WORK TO COMPLETE
Copy the text on money market fund ETFs word for word, in full.

(Beginning of SOURCE TEXT)

Why you should consider money market fund ETFs

by InvestEngine

Higher interest rates in recent years have led to a pick-up in demand for money market funds as investors attempt to mitigate the erosion of purchasing power through inflation.

A money market fund is a type of fund that invests in debt securities which carry short maturities and minimal credit risk with the objective of giving you a higher return than cash.

These funds are typically made up of short-term debt from governments, banks, and companies with strong balance sheets and investment-grade credit ratings. This means they offer more stable returns compared to other bond funds. 

Why consider these funds now?

Given their low risk, these types of funds can be a good place to park your money. It may be the case you are planning to spend some of your savings soon or are unsure what to invest in. A money market ETF allows you to earn a little interest every day until you decide to use the cash somewhere else. 

With interest rates at decade highs, these types of funds are becoming more popular and can be seen as a substitute for a savings account at present. Although the annual rate of interest is not guaranteed (given the Bank of England may decrease these within the next 12 months), it is most likely a higher interest rate than most UK bank accounts, at present the Lyxor Smart Overnight Cash (although accumulating) has an annual rate of nearly 5.00%.

Most UK money market funds track the SONIA (Sterling Overnight Index Average) rate. SONIA is based on actual transactions and reflects the average of the interest rates that banks pay to borrow sterling overnight from other financial institutions and other institutional investors. In its true form the benchmark tracks the base interest rate by the Bank of England.

Important things to consider

Although money market funds do provide a level of return on your cash savings, their performance and risk are far inferior when compared to stocks. This may make them unsuitable for growing your savings in the long-term.

(End of SOURCE TEXT)
(Beginning of ENTRIES PROVIDED)

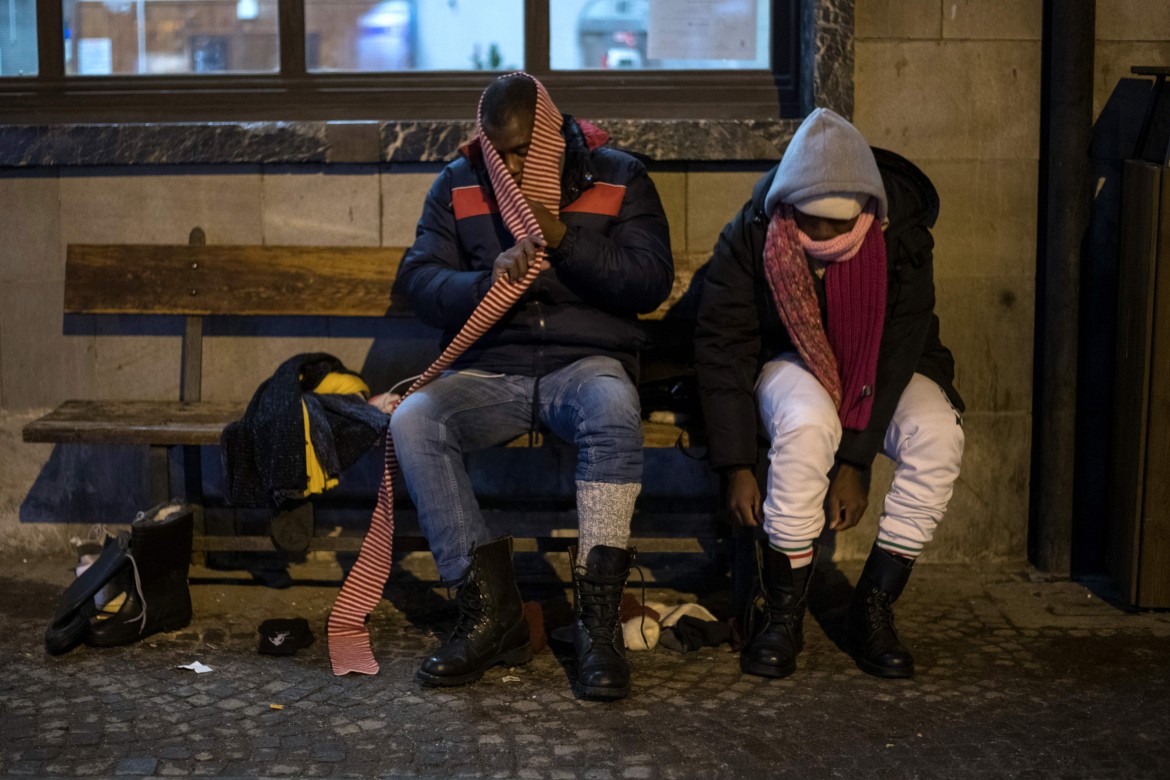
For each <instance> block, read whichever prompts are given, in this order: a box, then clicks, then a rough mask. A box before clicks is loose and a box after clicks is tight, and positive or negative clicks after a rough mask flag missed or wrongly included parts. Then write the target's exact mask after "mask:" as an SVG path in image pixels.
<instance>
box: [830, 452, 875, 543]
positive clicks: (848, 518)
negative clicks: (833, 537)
mask: <svg viewBox="0 0 1170 780" xmlns="http://www.w3.org/2000/svg"><path fill="white" fill-rule="evenodd" d="M868 505H869V493H868V492H867V491H866V486H865V479H862V478H861V470H860V469H859V468H858V467H855V465H849V464H848V463H840V464H839V465H838V467H837V476H835V477H833V482H831V483H830V485H828V527H830V530H832V531H846V530H848V529H852V527H853V526H854V525H856V524H858V523H859V522H860V520H861V516H862V515H865V513H866V506H868Z"/></svg>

(End of ENTRIES PROVIDED)

ANSWER SECTION
Why you should consider money market fund ETFs

by InvestEngine

Higher interest rates in recent years have led to a pick-up in demand for money market funds as investors attempt to mitigate the erosion of purchasing power through inflation.

A money market fund is a type of fund that invests in debt securities which carry short maturities and minimal credit risk with the objective of giving you a higher return than cash.

These funds are typically made up of short-term debt from governments, banks, and companies with strong balance sheets and investment-grade credit ratings. This means they offer more stable returns compared to other bond funds. 

Why consider these funds now?

Given their low risk, these types of funds can be a good place to park your money. It may be the case you are planning to spend some of your savings soon or are unsure what to invest in. A money market ETF allows you to earn a little interest every day until you decide to use the cash somewhere else. 

With interest rates at decade highs, these types of funds are becoming more popular and can be seen as a substitute for a savings account at present. Although the annual rate of interest is not guaranteed (given the Bank of England may decrease these within the next 12 months), it is most likely a higher interest rate than most UK bank accounts, at present the Lyxor Smart Overnight Cash (although accumulating) has an annual rate of nearly 5.00%.

Most UK money market funds track the SONIA (Sterling Overnight Index Average) rate. SONIA is based on actual transactions and reflects the average of the interest rates that banks pay to borrow sterling overnight from other financial institutions and other institutional investors. In its true form the benchmark tracks the base interest rate by the Bank of England.

Important things to consider

Although money market funds do provide a level of return on your cash savings, their performance and risk are far inferior when compared to stocks. This may make them unsuitable for growing your savings in the long-term.